Selection:
For local, national or international organisations and networks that have a core focus on campaigning or lobbying to influence policy, regulation or public opinion in support of regeneration. It is aimed at supporting those who are changing the context in which we are all working; who are helping to build and strengthen the regenerative movement. 

One of the shortlisters in this category is: 

Commonland was founded in 2013 by international experts and investors with the ambition to kick-start the development of a landscape restoration economy. Commonland aims to provide a practical framework to make the transition towards an economy that is based on the restoration of natural and productive landscapes. 

Commonland aims to create 4 returns, in 3 landscape zones, over a period of 20 years. The 4 Returns Framework transforms degraded ecosystems by focusing on four measurable returns: healthy soils and biodiversity, security and jobs, Inspiration and hope, and sustainable financial income. It is a flexible approach that works in any ecosystem, taking the full local context into account, restoring biodiversity and scaling sustainable business cases. 

Commonland does this through providing support in key areas such as practical implementation, policy influencing, fund mobilization, and working with all stakeholders to co-create a long-term landscape vision.

Run in collaboration with Be The Earth Foundation, this award seeks to recognise, celebrate and explore the role that ancient knowledge and wisdom can play in shaping regenerative approaches and ways of being. In a world full of movement and shaped by (historic and current) oppressive colonial and patriarchal structures, this award honours the necessity and relevance of traditional ecological knowledge and nature-based ancestral practices. 

An example of an organisation shortlisted in the Ancient and Indigenous Wisdom category is: 

Danjoo Koorliny Walking Together is an Aboriginal-led, large-scale, long-term systems-change project helping us walk together as Aboriginal and non-Aboriginal people towards 2029 (200 years of colonisation in Western Australia) and beyond, be it in Western Australia, Australia or globally. Through this, we can all become better ‘Carers of Everything’, which includes caring for ecological, social, spiritual-cultural and economic life.

Given task a:
Output the stretch of the listing from the line containing "Expected: one point per instance of the brick chimney, each" through the line containing "point(261, 208)" as a numbered list, leaving out blank lines.
The award text and the listing are unrelated material.

Provided data:

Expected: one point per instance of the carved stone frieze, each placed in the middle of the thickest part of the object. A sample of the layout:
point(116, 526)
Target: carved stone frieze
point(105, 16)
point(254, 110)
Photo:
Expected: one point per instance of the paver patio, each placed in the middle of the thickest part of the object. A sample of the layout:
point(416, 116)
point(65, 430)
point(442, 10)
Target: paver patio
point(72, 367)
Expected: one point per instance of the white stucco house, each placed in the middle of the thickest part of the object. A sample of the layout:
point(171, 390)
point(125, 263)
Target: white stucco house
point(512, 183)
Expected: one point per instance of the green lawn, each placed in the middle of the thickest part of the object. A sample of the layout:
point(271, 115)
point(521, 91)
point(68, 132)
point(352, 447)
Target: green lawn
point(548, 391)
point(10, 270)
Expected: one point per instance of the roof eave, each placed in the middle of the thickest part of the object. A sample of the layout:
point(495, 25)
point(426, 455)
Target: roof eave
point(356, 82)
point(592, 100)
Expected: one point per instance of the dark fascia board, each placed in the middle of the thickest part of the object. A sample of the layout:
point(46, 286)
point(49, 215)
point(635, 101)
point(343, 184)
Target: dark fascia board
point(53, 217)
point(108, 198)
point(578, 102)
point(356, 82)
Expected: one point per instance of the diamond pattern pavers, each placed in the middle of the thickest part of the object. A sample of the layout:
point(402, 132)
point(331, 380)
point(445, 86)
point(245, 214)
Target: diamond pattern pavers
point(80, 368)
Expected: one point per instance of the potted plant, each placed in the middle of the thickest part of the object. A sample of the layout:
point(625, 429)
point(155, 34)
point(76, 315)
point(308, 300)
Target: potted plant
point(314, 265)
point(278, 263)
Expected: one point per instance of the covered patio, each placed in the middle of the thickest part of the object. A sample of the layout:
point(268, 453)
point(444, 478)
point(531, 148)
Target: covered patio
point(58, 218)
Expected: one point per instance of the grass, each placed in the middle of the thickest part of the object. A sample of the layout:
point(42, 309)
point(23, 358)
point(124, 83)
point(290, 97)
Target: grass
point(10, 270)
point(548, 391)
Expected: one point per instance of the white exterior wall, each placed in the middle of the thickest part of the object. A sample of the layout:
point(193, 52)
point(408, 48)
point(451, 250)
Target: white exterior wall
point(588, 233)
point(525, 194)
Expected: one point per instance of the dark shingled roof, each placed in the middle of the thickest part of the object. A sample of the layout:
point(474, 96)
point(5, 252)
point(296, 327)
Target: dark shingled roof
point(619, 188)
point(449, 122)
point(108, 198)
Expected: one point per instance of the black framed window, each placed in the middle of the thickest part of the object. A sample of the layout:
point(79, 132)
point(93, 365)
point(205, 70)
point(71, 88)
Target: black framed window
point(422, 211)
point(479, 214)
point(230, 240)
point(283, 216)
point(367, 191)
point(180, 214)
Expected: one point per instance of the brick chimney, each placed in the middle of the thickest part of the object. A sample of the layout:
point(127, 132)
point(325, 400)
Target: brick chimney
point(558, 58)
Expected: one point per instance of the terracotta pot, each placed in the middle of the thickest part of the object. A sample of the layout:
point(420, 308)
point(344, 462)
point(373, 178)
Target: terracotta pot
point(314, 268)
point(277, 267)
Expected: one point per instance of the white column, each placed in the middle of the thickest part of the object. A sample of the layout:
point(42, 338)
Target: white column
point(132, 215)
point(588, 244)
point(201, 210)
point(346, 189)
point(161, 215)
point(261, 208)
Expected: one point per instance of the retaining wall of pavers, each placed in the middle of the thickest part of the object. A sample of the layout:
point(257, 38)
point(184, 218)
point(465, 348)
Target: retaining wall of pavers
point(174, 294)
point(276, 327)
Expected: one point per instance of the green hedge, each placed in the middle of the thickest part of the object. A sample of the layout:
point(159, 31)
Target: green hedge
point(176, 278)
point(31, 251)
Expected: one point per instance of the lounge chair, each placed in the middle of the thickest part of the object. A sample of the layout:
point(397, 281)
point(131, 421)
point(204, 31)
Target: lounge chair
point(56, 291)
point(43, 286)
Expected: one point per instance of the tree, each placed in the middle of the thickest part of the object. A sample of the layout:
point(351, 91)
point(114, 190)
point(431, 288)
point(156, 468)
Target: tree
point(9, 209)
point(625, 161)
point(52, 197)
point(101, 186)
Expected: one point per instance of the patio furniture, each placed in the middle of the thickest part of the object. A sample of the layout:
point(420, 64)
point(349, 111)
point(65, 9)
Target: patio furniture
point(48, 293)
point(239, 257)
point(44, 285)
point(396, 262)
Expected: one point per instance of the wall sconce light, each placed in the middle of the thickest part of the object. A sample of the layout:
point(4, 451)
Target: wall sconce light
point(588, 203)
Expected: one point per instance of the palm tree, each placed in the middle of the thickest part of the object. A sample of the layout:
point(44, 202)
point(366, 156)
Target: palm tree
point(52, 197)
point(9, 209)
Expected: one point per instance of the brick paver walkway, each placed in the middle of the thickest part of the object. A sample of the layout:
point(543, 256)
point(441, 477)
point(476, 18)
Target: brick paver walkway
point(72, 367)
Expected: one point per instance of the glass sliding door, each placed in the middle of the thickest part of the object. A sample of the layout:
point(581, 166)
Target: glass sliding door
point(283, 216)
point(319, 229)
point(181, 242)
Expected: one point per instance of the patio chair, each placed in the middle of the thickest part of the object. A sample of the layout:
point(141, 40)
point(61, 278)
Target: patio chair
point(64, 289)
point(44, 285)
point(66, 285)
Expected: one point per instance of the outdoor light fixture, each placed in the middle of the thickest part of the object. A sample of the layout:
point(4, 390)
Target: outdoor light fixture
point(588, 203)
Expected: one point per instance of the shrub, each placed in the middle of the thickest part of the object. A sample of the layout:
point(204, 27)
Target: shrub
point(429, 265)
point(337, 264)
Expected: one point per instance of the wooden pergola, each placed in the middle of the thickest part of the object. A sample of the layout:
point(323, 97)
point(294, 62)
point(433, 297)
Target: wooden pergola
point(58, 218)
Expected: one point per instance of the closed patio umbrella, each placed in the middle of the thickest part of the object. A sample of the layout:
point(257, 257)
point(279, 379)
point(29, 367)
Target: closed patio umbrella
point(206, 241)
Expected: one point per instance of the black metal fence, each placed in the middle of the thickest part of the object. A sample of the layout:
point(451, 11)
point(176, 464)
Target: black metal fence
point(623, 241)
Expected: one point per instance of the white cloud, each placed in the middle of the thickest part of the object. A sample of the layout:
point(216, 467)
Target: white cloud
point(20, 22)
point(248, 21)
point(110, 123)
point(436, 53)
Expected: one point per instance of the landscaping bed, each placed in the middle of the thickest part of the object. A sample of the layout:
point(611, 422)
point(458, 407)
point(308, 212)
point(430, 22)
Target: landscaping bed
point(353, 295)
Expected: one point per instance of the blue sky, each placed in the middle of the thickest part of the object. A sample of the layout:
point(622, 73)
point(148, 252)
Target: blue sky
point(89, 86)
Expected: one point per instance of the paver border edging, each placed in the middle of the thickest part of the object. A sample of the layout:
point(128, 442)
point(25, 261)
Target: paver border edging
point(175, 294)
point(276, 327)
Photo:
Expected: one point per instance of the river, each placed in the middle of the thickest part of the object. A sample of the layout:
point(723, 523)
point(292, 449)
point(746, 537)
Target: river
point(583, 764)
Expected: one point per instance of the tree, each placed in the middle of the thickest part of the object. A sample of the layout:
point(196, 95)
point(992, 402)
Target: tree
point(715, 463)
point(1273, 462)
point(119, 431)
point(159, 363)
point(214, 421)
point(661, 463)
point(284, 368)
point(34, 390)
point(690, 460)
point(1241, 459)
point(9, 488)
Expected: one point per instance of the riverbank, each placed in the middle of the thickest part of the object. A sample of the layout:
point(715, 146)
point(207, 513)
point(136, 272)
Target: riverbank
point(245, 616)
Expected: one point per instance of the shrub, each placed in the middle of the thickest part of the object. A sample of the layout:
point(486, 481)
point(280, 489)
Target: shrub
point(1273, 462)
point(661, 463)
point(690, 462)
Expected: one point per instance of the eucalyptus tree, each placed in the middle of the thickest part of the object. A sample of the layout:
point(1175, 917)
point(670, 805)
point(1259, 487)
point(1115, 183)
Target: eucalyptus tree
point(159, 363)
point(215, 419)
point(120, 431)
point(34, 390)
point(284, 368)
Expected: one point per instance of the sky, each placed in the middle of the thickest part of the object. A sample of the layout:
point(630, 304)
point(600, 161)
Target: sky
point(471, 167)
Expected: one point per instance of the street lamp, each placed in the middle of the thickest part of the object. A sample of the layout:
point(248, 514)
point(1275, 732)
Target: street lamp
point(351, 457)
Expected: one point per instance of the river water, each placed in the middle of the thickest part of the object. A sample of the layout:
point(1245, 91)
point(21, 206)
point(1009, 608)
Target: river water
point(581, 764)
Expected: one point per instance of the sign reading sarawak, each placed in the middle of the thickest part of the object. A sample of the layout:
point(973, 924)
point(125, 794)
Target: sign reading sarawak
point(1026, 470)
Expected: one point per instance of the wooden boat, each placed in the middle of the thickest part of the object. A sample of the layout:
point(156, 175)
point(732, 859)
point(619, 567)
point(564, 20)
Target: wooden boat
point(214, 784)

Given task b:
Answer these questions from the award text:
(i) In what year was Commonland founded?
(ii) Which foundation is the Ancient and Indigenous Wisdom award run in collaboration with?
(iii) What does the year 2029 mark for Danjoo Koorliny Walking Together?

Written response a:
1. Expected: one point per instance of the brick chimney, each placed in the middle of the thickest part of the object. A sample of the layout:
2. point(127, 132)
3. point(325, 400)
4. Target: brick chimney
5. point(558, 58)
6. Expected: one point per instance of the terracotta pot, each placed in the middle of the thickest part of the object. A sample of the layout:
7. point(420, 308)
8. point(344, 462)
9. point(373, 178)
10. Target: terracotta pot
11. point(314, 268)
12. point(277, 267)
13. Expected: one point per instance of the white column, each placed in the middle of the thickest part of the object. A sample of the layout:
14. point(42, 338)
15. Target: white column
16. point(132, 215)
17. point(588, 244)
18. point(201, 210)
19. point(346, 189)
20. point(161, 215)
21. point(261, 208)

Written response b:
(i) 2013
(ii) Be The Earth Foundation
(iii) 200 years of colonisation in Western Australia